Exercise directions
Below are some records; quote exactly the lines from the one that contains "Security feed analysis" through the one that contains "Detect the white building", inclusive, and no others.

Records for the task
* * * * *

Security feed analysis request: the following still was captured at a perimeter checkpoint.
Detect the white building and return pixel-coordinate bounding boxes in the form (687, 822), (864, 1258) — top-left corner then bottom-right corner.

* * * * *

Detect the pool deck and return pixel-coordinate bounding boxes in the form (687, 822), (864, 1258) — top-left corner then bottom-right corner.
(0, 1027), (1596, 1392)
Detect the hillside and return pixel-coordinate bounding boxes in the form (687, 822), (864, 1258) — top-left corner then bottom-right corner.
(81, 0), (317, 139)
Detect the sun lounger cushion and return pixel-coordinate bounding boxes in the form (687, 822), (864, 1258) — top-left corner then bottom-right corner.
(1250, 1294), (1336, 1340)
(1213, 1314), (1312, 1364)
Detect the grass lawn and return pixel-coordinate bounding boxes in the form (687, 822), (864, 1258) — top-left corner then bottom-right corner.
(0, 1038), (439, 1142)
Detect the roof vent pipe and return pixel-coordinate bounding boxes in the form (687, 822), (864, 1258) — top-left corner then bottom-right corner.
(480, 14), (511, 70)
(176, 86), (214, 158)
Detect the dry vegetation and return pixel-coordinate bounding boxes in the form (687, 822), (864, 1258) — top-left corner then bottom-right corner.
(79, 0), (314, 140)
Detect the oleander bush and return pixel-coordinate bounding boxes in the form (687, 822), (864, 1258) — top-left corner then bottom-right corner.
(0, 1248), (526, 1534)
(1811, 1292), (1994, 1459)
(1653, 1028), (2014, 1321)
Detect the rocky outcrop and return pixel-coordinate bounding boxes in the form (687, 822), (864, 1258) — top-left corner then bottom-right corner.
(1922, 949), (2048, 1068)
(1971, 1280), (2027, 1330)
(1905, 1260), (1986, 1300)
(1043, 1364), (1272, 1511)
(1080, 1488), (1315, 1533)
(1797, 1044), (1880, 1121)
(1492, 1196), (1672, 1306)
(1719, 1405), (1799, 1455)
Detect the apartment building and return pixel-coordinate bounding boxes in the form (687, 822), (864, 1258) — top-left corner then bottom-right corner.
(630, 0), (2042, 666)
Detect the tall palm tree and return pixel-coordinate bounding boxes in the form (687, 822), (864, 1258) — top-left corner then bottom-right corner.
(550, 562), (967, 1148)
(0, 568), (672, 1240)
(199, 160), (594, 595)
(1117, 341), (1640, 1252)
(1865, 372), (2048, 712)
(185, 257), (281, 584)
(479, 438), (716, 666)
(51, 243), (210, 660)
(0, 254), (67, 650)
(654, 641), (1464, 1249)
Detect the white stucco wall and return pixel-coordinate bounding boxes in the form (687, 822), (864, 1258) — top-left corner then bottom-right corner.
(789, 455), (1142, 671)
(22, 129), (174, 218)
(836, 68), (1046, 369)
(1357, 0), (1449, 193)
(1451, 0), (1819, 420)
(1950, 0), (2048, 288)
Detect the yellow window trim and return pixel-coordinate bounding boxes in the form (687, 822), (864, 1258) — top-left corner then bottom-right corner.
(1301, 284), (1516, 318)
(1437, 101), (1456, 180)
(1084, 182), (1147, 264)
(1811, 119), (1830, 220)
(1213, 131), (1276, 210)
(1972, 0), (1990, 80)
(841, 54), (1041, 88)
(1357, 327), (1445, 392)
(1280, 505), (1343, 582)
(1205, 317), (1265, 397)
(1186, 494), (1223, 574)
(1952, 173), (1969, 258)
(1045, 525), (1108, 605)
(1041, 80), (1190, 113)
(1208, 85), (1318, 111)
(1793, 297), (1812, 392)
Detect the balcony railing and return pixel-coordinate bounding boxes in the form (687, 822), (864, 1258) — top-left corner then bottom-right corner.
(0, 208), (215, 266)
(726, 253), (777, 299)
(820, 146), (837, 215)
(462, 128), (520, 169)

* * * * *

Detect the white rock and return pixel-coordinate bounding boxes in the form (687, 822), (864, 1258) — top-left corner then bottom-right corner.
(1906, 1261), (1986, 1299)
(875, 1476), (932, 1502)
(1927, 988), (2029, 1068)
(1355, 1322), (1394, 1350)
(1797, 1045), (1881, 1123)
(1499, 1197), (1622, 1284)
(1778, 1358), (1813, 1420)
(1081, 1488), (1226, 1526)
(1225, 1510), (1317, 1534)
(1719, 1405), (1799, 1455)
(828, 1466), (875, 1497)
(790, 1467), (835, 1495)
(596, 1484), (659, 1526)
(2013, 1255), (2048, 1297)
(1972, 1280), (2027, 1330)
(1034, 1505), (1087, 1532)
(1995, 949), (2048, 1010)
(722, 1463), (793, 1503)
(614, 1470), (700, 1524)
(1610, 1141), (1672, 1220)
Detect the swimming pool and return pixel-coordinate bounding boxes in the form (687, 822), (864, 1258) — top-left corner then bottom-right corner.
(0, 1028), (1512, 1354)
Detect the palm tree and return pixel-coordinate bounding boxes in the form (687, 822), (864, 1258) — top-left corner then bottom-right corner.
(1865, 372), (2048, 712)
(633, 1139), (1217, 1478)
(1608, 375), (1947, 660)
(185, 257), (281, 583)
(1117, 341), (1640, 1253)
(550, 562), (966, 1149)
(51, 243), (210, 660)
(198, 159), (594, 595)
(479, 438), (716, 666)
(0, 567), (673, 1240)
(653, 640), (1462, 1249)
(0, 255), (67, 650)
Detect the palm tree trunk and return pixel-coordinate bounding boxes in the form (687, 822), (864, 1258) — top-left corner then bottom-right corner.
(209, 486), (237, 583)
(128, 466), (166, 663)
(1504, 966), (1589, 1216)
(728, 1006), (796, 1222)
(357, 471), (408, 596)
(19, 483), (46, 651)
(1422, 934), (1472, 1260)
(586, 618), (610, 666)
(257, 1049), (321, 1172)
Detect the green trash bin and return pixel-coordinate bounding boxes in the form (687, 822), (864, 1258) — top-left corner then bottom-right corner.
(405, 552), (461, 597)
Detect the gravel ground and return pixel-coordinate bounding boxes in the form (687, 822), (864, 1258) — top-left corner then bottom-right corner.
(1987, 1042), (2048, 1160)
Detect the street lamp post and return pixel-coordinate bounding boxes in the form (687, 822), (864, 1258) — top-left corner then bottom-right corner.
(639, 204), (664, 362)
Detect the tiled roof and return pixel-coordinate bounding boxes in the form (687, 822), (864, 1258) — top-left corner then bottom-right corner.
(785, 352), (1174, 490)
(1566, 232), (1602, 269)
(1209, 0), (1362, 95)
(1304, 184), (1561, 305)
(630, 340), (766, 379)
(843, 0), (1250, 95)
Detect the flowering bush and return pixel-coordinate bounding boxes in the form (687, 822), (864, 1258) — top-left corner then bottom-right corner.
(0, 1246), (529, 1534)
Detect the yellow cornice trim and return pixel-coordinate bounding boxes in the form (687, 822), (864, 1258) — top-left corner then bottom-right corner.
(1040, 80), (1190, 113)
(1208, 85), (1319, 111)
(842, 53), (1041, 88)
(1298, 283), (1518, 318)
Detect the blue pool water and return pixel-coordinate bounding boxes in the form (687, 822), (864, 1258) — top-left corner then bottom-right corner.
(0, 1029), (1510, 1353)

* * * * *

Completed task
Security feed analysis request: the following still was captured at a perimeter checkpoint.
Detect the white building and return pixel-coordinate bounding boxes in the form (687, 822), (864, 1258) — top-left corner then bottom-right corner.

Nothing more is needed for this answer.